Source extract —
╭──

Testing gravity through space and time
Light
travels at a constant speed, meaning that astronomers see distant cosmic
objects as they were in the past.
For
example, light takes roughly seven minutes to travel from the sun to Earth, so
from our planet we see our star as it was seven minutes ago. Moving further
afield, when astronomers look at a Milky Way object one light-year away, they
see as it was a year ago. And for some of the distant galaxies that the James
Webb Telescope is studying, light has been traveling to us for tens of billions
of years and we see the galaxies as they were when the 13.8 billion-year-old
universe was in its relative infancy.
It isn't
the observations of the galaxies themselves that could hint at changes in the
strength of gravity, however, but rather what has happened to their light
during its long journey to a telescope.
A foray into spacetime
According
to general relativity, mass curves the very fabric of spacetime, with objects
of greater mass causing more extreme curvature. A common analogy involves
placing balls of various weights on a stretched rubber sheet. A bowling ball
creates a deeper dent in the sheet than a tennis ball; a star warps spacetime
more than a planet.
Objects
like galaxies warp spacetime so strongly that as light passes a galaxy, its
path is curved. When this light reaches Earth, the object that emitted it
shifts in apparent position in the sky. Astronomers call the effect
gravitational lensing.
Because
light from a background object can take different paths past a massive object
like a galaxy — referred to as a lensing object — gravitational lensing can
make the source appear distorted, magnified or even in multiple places in the
sky. (It's gravitational lensing that smeared distant galaxies in the first
image from the James Webb Space Telescope.)

╰──

Exercise — According to the gravity extract, roughly how long does sunlight take to reach Earth? The lines after this point come from a separate source.

Recorded data —
╭──

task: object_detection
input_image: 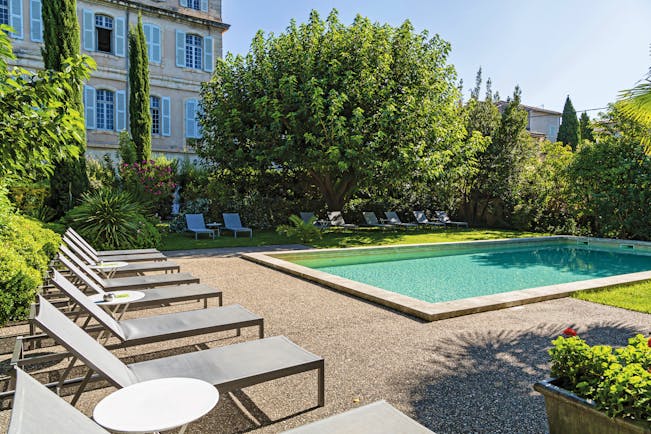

╰──

Written answer — Roughly seven minutes.